> _WHAT YOU WILL DO_: Find each line in the entries below that contains the word "necktie" and copy those lines out in full.

-- start --

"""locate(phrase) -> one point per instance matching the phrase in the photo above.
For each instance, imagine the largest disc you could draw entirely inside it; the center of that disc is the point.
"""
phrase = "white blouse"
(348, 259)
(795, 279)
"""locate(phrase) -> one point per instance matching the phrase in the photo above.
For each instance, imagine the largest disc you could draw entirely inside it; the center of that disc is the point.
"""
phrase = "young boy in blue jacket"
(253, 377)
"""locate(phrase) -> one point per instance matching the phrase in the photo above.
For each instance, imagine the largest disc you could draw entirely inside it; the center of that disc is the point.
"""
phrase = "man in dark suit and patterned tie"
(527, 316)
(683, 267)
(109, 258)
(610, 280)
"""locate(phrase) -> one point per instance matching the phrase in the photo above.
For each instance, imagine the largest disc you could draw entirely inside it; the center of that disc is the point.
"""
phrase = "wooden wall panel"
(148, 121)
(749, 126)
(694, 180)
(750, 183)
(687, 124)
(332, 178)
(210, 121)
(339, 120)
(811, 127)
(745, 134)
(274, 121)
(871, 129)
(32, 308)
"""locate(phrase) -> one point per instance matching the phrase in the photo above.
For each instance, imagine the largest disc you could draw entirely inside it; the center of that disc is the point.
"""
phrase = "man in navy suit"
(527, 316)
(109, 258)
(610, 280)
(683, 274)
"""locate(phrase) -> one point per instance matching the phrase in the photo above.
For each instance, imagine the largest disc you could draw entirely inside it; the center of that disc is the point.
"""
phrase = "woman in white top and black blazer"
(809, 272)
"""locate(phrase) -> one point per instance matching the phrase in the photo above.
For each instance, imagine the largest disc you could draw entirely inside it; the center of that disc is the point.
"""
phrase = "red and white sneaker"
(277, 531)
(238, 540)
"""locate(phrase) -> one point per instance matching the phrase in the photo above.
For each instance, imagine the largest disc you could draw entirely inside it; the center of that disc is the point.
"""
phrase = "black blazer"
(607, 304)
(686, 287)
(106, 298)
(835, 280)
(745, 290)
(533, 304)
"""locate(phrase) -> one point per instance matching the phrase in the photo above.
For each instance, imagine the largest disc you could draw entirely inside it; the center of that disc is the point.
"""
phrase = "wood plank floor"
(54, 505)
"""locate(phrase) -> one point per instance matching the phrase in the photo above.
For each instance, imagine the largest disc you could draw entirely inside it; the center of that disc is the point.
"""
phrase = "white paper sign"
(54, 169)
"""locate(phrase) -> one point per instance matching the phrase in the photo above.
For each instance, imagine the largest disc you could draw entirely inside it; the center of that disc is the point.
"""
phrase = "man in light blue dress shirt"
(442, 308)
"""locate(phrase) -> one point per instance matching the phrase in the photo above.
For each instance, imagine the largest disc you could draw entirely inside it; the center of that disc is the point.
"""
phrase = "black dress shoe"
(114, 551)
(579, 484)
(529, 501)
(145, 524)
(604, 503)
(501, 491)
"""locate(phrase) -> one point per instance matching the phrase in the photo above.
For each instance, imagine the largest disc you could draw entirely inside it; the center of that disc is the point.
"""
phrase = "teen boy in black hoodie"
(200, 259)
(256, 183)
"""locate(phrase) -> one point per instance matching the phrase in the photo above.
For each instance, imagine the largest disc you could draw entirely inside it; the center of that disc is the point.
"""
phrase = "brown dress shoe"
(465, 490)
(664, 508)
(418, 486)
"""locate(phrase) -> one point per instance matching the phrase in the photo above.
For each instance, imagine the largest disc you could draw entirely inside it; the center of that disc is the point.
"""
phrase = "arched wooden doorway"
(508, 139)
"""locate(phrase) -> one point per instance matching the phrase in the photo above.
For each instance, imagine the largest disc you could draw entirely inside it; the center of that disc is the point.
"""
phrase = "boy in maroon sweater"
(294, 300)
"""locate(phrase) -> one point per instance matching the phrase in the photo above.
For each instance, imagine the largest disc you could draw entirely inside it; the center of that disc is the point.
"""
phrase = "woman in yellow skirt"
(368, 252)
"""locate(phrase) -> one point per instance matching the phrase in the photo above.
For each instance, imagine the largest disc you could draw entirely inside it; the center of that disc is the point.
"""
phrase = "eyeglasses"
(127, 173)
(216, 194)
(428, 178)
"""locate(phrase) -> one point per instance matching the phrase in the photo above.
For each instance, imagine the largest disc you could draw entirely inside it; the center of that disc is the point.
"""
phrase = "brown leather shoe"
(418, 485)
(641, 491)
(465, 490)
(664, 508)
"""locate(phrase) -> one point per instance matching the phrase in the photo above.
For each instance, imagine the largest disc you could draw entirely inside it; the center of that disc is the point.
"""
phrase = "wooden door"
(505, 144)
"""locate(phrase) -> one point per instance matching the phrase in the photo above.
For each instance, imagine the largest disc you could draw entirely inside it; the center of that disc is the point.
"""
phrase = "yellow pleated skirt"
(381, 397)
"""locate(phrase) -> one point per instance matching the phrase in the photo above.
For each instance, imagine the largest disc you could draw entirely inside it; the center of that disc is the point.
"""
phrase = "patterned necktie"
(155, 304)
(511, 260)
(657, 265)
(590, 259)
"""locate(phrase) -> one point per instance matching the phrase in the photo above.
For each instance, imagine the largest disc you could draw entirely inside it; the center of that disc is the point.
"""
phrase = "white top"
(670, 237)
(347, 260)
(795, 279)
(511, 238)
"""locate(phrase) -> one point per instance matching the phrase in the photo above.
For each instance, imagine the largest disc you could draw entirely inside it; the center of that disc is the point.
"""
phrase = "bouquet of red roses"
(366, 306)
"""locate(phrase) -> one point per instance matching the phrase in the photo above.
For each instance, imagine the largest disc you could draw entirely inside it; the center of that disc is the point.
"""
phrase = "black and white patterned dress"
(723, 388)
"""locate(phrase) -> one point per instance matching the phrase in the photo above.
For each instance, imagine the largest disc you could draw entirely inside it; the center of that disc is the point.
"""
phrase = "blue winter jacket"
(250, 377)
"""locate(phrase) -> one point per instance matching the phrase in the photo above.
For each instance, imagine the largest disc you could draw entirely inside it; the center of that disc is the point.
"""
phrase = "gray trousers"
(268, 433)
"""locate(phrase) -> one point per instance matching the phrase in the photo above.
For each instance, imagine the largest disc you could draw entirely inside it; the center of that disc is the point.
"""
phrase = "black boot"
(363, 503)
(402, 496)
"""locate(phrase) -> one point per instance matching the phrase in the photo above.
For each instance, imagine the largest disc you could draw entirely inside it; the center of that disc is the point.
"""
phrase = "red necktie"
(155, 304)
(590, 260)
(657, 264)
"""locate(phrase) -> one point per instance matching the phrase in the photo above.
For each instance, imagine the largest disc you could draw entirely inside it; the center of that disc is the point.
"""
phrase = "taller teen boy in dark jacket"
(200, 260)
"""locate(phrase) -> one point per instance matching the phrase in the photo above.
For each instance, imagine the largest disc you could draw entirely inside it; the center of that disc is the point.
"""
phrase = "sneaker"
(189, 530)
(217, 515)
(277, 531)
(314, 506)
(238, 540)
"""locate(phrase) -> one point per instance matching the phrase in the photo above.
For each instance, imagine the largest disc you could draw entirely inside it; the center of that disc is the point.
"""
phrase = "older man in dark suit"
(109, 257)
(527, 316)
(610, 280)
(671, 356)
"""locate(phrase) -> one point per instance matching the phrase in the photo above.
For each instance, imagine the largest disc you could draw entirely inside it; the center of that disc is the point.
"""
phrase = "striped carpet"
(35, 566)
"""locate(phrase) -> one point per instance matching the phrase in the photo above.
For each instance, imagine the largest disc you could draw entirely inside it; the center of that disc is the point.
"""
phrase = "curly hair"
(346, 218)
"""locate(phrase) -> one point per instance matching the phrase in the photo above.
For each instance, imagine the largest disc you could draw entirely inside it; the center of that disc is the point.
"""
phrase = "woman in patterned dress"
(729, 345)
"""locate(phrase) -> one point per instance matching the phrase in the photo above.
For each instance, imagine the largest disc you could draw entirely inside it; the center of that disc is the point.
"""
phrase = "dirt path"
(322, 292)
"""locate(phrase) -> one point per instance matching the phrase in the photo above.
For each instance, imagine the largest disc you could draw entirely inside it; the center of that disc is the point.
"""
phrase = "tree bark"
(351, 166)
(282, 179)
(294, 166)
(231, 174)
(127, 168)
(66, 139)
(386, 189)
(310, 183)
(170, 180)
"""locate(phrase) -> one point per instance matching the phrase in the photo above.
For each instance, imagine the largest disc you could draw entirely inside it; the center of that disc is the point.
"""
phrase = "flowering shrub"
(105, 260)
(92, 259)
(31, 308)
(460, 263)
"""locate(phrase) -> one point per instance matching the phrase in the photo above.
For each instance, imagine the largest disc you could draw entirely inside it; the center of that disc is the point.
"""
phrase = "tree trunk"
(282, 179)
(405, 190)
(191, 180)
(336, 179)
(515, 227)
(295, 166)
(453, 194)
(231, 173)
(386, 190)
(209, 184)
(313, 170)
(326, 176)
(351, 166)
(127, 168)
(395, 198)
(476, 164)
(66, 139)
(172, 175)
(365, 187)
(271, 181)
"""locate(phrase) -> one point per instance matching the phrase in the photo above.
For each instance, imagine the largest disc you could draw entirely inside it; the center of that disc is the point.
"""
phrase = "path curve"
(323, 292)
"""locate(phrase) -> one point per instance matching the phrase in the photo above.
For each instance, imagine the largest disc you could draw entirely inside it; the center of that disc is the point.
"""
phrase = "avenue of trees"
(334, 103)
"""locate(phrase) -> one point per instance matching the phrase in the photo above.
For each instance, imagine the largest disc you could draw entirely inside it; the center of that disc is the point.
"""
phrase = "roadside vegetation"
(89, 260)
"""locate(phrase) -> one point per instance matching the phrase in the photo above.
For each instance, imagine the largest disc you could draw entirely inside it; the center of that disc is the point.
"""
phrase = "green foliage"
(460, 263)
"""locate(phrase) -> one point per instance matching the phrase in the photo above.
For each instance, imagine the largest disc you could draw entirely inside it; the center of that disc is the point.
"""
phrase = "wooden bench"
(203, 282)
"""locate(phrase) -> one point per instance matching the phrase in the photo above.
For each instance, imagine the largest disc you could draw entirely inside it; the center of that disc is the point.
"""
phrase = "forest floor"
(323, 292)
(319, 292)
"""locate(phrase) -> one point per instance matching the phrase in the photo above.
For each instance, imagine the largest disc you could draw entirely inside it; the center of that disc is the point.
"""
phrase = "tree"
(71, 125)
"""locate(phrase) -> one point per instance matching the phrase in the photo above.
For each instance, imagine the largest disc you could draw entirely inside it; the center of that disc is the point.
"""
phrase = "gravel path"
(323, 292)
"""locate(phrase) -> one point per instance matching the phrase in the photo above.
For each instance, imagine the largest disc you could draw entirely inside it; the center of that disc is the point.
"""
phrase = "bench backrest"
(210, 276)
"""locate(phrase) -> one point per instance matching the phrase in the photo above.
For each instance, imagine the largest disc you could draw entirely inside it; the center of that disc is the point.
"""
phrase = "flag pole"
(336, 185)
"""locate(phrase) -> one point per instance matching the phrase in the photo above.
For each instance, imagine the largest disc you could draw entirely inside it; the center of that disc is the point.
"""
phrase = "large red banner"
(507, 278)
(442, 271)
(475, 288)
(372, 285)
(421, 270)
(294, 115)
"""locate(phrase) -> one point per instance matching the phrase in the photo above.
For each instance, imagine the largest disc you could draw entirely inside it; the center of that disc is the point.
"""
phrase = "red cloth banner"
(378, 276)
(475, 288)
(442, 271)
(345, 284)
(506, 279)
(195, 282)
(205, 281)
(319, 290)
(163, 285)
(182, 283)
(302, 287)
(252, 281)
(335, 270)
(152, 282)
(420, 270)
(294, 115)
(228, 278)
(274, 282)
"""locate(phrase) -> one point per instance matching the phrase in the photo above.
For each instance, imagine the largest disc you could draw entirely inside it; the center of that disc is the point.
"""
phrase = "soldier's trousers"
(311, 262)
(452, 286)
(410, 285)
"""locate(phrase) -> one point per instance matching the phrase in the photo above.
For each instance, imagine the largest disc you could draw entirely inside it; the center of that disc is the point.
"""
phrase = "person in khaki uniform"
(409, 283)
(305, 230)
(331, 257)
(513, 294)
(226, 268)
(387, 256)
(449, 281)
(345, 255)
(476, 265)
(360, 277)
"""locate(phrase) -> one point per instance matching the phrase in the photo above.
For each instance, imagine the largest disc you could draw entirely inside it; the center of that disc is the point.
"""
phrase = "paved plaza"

-- end --

> _REPLY_:
phrase = "patterned necktie"
phrase = "red necktie"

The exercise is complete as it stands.